→ Data under study:
================================
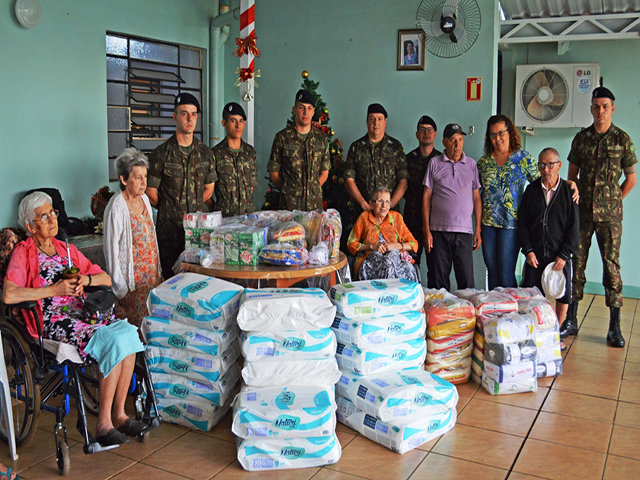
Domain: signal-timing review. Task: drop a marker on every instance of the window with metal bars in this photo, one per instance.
(143, 77)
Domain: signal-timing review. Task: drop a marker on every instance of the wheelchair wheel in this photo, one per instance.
(62, 458)
(89, 385)
(25, 393)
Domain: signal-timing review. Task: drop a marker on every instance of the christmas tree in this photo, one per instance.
(334, 192)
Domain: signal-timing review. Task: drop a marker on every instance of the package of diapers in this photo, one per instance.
(505, 388)
(160, 332)
(401, 394)
(199, 415)
(541, 310)
(448, 309)
(449, 329)
(196, 366)
(378, 330)
(509, 328)
(285, 453)
(288, 345)
(382, 358)
(285, 412)
(510, 373)
(179, 388)
(399, 436)
(494, 302)
(377, 297)
(509, 353)
(275, 309)
(196, 300)
(291, 372)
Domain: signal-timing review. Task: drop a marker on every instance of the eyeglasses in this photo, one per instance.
(46, 218)
(497, 134)
(549, 165)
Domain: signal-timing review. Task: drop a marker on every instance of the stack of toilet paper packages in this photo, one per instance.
(285, 415)
(510, 355)
(547, 335)
(193, 348)
(450, 328)
(380, 325)
(400, 410)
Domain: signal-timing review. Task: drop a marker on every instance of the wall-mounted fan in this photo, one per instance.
(451, 26)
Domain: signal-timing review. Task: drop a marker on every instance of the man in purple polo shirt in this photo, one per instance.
(451, 199)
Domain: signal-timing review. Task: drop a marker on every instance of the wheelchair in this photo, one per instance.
(36, 377)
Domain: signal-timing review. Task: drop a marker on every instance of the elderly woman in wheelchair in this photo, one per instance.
(36, 272)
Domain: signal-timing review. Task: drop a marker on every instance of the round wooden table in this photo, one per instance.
(284, 276)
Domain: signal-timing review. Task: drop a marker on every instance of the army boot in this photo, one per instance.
(614, 337)
(570, 324)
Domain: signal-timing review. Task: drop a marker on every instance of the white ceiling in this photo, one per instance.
(521, 9)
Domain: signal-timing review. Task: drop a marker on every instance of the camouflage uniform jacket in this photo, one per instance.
(237, 175)
(180, 181)
(373, 166)
(300, 161)
(601, 159)
(417, 167)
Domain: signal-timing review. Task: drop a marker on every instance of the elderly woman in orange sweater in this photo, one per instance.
(380, 240)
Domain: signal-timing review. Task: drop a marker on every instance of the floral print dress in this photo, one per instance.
(64, 316)
(133, 306)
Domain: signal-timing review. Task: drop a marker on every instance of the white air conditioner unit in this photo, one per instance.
(555, 96)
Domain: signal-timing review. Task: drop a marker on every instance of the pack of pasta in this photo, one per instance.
(510, 354)
(196, 300)
(450, 328)
(369, 298)
(285, 414)
(379, 330)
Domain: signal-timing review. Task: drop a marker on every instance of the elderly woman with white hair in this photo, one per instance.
(36, 272)
(130, 244)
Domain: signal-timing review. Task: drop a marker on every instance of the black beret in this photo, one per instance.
(186, 99)
(233, 108)
(451, 129)
(427, 120)
(376, 108)
(304, 96)
(602, 92)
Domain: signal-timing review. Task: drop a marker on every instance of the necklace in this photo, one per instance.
(47, 254)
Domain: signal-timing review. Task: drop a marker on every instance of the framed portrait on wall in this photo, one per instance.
(411, 50)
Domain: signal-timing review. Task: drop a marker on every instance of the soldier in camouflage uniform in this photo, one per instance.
(375, 160)
(181, 179)
(299, 162)
(236, 165)
(599, 155)
(417, 162)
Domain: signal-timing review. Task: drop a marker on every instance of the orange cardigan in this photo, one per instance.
(366, 231)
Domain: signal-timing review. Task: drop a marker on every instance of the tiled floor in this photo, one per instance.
================================
→ Exercise objective: Transcribe the listing above in full. Pictures are not part of the copy.

→ Exercise answer:
Domain: signal-timing review. Task: drop a marker on every instance of the window with metal bars in this photo, one per instance.
(143, 77)
Domain: signal-timing review. Task: drop a marker on every instance of the wheelchair wheel in this photo, one per instance.
(62, 458)
(89, 385)
(25, 393)
Domain: signal-timing review. Task: drop a marker on every instance of the christmas tree in this photo, one per instance.
(334, 192)
Domain: signal-timing review. Task: drop a marker on every instance of the package of diapers in this photo, one per instance.
(505, 388)
(160, 332)
(401, 394)
(199, 415)
(541, 310)
(448, 309)
(449, 329)
(196, 366)
(378, 330)
(509, 328)
(285, 453)
(288, 345)
(382, 358)
(285, 412)
(510, 373)
(179, 388)
(399, 436)
(494, 302)
(377, 297)
(509, 353)
(275, 309)
(196, 300)
(291, 372)
Domain: signal-timing review. Task: drop a marker on every instance of the eyeglasses in this photo, one per instance.
(46, 218)
(497, 134)
(549, 165)
Domain: signal-timing review. Task: drop a marker on every instance of the stack of toilet paper packages in this photo, one per instance.
(285, 415)
(510, 355)
(547, 335)
(193, 348)
(450, 328)
(380, 325)
(400, 410)
Domain: signal-timing review. Task: drop a marker on every instance of the wall-mounted fan in this photo, one per instance.
(451, 26)
Domain: signal-timing review. Task: drop a marker on every instance of the man in purple polo shirt in this photo, one per instance.
(451, 199)
Domain: signal-timing review. Task: drop a marker on every instance of the wheelchair in this photo, one per instance.
(36, 377)
Domain: signal-timing review. Task: drop a marker on every instance of the elderly woman in wheelchair in this photo, one per instance.
(36, 272)
Domain: signal-timing review. Task: drop a marker on every instance of the round wooden table in this photo, one per instance.
(284, 276)
Domain: signal-timing review. Task: drop a marker on every instance of the army boot in this photo, one per instance.
(614, 337)
(570, 324)
Domain: signal-timing review. Task: drop a marker on every instance of the white ceiling in this photo, one per instance.
(521, 9)
Domain: signal-timing review. Task: drop a marker on every instance of the camouflage uniform jacket in this photo, one per instance.
(237, 175)
(180, 181)
(373, 166)
(300, 161)
(601, 159)
(417, 167)
Domain: signal-timing review. Task: drop a marker on every instance of the elderly woman in orange sweater in this photo, one per instance.
(380, 240)
Domain: signal-timing review. Task: drop a marker on every instance of the floral print dress in this photo, one per instance.
(64, 316)
(133, 306)
Domain: signal-timing review. Task: drop a marker on every instance of the white air conditioner unit in this photo, one per instance.
(555, 96)
Domain: signal-timing review. Task: drop a marker on every instance of the pack of pasta in this photo, one per instance.
(510, 354)
(196, 300)
(450, 328)
(369, 298)
(285, 414)
(379, 330)
Domain: signal-timing review. Task: drop a marker on every instance of the elderly woman with white hair in this photo, one per instance.
(36, 272)
(130, 244)
Domain: signal-timing review. Task: drop a marker on every instance of the black beret in this photo, one per instance.
(186, 99)
(233, 108)
(451, 129)
(427, 120)
(376, 108)
(304, 96)
(602, 92)
Domain: signal-timing review. Task: drop a marker on every instance of the necklace in this photo, one per instance.
(47, 254)
Domain: signal-timing review. Task: drop a marker on every instance of the framed portrait on wall in this photo, one per instance.
(411, 50)
Domain: signal-timing review. Task: drop a marker on every instance of the soldier in camouflage uniform in this photo, one per instance.
(375, 160)
(181, 179)
(299, 162)
(236, 165)
(599, 155)
(417, 162)
Domain: signal-timing review. Task: drop a marker on every instance of the orange cardigan in this photo, one per instance.
(366, 231)
Domain: signal-timing review. Task: drop a marker on every instance of the tiled floor in this photo, one per instance.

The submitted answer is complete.